**Records for processing:**
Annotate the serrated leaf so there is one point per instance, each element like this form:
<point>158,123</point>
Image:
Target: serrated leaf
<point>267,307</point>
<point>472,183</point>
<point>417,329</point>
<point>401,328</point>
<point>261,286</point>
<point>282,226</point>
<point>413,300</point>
* * *
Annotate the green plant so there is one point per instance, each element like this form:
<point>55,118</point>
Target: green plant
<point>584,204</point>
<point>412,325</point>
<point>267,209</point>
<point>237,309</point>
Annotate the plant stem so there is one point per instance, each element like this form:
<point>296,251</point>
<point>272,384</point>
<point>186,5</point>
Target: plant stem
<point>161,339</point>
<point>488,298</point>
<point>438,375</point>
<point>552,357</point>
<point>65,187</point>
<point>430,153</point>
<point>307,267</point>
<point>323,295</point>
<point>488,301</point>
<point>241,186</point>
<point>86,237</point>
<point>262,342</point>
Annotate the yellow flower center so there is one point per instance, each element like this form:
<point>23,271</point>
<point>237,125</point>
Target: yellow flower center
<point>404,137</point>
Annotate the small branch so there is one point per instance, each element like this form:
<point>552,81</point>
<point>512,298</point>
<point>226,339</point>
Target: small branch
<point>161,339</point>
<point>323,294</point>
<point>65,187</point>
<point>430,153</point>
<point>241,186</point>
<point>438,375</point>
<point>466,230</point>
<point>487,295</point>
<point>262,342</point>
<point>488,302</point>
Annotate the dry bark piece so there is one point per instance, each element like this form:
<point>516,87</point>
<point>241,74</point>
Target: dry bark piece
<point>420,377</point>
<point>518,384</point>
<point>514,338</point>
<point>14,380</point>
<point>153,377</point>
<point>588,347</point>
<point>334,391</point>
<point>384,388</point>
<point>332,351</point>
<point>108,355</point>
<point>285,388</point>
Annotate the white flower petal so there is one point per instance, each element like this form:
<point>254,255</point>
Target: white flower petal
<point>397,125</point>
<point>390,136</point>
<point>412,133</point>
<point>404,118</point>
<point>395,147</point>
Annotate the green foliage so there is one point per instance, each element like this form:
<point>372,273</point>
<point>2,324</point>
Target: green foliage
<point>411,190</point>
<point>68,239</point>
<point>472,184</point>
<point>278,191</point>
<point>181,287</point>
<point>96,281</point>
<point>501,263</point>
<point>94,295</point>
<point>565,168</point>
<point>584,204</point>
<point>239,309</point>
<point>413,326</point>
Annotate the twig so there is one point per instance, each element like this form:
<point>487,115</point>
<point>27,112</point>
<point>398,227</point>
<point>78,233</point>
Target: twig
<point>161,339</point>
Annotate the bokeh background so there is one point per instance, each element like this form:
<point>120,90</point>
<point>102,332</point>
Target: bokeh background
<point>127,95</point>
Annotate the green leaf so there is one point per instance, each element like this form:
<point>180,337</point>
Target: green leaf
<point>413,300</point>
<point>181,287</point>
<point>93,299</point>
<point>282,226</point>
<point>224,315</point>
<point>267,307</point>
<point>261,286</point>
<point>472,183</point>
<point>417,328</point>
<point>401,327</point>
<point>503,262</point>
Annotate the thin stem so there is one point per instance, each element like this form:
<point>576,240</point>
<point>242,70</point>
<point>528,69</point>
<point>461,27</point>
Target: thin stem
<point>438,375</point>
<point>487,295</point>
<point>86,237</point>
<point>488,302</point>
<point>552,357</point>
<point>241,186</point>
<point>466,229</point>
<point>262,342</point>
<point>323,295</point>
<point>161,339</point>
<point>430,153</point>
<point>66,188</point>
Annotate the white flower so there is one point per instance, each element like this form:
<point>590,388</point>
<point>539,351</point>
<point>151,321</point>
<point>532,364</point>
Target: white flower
* * *
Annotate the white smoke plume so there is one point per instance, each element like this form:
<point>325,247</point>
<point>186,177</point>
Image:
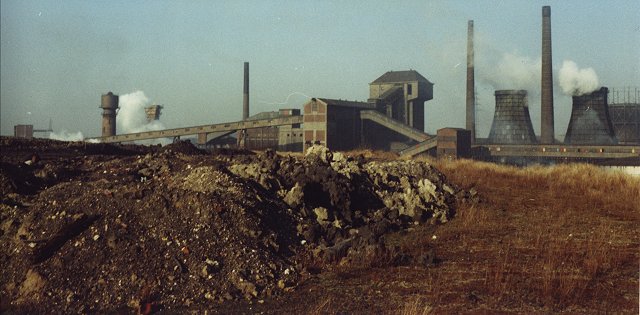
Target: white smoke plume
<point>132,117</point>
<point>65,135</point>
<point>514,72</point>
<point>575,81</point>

**Work to do:** Rewrite the stretch of rows from the line that contains "Annotate the plant" through the line that contains "<point>404,137</point>", requests included, adding 25 to every number in the answer coordinates while leaving the requests and their format samples unchanged.

**Finished answer:**
Annotate the plant stem so there is one point per instance, each element like this form:
<point>296,251</point>
<point>272,384</point>
<point>186,5</point>
Target: plant stem
<point>186,364</point>
<point>513,323</point>
<point>463,400</point>
<point>577,382</point>
<point>90,212</point>
<point>455,178</point>
<point>332,292</point>
<point>348,320</point>
<point>513,326</point>
<point>266,211</point>
<point>111,262</point>
<point>287,367</point>
Annotate the yellow flower center so there is one point per instance, each element like this form:
<point>23,271</point>
<point>237,125</point>
Target: yellow flower center
<point>429,162</point>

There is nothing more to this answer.